- To do:
Copy every line from the one containing "TARGET = window" through the last line of the records below, both included, and nothing else.

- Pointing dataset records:
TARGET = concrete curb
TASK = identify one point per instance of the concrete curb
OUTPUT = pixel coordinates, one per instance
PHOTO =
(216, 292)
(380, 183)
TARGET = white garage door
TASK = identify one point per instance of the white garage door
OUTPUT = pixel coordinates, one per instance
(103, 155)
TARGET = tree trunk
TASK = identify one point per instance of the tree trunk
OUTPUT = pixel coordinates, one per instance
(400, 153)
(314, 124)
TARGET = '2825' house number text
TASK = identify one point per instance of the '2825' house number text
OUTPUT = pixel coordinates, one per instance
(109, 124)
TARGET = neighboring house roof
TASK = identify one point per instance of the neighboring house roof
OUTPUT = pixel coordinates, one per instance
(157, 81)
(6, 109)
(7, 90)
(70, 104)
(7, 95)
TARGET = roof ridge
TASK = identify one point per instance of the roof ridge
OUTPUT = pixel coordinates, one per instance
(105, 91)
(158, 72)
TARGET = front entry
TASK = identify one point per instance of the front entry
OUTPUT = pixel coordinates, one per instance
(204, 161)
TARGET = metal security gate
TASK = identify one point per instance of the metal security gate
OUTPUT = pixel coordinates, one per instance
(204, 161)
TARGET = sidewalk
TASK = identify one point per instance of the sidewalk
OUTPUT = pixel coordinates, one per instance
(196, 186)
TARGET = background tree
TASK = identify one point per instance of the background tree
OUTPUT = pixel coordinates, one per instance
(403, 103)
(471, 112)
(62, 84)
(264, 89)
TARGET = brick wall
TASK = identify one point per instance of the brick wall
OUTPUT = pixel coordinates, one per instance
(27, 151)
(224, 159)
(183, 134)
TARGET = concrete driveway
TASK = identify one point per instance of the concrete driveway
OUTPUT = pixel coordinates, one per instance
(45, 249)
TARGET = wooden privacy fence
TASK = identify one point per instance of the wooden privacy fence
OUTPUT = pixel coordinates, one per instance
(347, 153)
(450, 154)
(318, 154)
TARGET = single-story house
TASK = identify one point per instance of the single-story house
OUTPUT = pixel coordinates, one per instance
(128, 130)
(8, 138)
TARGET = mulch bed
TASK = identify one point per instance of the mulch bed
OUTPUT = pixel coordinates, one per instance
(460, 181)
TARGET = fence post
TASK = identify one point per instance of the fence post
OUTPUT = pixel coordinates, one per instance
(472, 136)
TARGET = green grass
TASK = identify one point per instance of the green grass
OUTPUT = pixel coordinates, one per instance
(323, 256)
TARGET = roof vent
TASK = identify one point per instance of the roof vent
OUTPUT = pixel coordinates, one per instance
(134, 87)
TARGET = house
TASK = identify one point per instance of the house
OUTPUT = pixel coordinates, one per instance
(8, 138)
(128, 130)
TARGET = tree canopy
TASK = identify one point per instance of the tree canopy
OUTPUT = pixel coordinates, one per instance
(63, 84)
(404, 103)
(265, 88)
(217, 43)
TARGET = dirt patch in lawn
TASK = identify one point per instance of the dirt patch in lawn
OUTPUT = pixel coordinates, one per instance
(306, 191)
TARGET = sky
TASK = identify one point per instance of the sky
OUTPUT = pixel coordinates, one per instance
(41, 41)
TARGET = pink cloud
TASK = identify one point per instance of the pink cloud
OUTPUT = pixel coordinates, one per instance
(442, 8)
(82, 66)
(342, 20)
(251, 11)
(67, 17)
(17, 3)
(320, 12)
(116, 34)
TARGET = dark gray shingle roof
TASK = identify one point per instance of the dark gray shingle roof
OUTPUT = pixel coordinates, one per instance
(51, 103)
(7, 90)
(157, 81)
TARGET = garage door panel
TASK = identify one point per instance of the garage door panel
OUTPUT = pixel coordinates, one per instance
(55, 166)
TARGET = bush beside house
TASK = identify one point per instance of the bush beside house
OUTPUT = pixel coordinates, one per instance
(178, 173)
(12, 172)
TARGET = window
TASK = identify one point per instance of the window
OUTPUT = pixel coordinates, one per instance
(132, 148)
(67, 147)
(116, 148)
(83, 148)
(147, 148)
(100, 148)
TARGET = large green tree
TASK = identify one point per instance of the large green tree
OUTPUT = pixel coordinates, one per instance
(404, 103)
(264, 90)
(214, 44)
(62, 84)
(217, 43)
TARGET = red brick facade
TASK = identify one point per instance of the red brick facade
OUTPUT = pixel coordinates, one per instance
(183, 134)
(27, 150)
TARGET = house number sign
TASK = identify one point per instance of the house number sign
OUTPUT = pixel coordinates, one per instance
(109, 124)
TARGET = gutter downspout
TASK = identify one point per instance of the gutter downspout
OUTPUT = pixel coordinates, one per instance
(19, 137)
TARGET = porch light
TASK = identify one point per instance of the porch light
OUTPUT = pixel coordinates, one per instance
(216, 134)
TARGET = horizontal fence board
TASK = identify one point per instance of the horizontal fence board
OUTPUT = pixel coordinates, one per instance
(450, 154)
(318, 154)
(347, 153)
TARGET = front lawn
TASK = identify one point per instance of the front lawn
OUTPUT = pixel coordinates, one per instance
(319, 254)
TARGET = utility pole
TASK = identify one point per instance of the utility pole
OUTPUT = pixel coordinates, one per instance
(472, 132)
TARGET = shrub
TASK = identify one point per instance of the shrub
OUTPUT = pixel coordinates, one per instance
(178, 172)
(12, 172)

- Complete response:
TARGET = window
TASK = identify one point per instance of the window
OUTPUT = pixel coordinates, one per instance
(132, 148)
(67, 147)
(116, 148)
(83, 148)
(147, 148)
(100, 148)
TARGET = large green tree
TASK = identify one point per instance of the large green tree
OUTPUT = pixel coordinates, one per instance
(404, 103)
(264, 90)
(214, 44)
(62, 84)
(217, 43)
TARGET = red brick facade
TASK = identify one point per instance of the red brick facade
OUTPUT = pixel coordinates, one per instance
(183, 134)
(27, 150)
TARGET = house number sign
TASK = identify one point per instance of the house number sign
OUTPUT = pixel coordinates, one per instance
(109, 124)
TARGET = gutter downspout
TASK = identify one point per instance of the gutter downspout
OUTPUT = pixel coordinates, one per instance
(19, 137)
TARGET = porch light
TASK = identify one point per instance of the porch light
OUTPUT = pixel coordinates, one per instance
(216, 134)
TARGET = horizontal fence board
TASK = identify one point per instance of the horizontal fence board
OUTPUT = pixel coordinates, one per instance
(450, 154)
(318, 154)
(347, 153)
TARGET = front lawn
TASK = identify one point per instance of the front lawn
OUTPUT = pixel coordinates, one per instance
(319, 254)
TARGET = utility pole
TASK = identify one point per instance of the utility pole
OUTPUT = pixel coordinates, one per instance
(472, 132)
TARGET = shrub
TASK = identify one point per instance of the shrub
OUTPUT = pixel coordinates, one per instance
(178, 172)
(12, 172)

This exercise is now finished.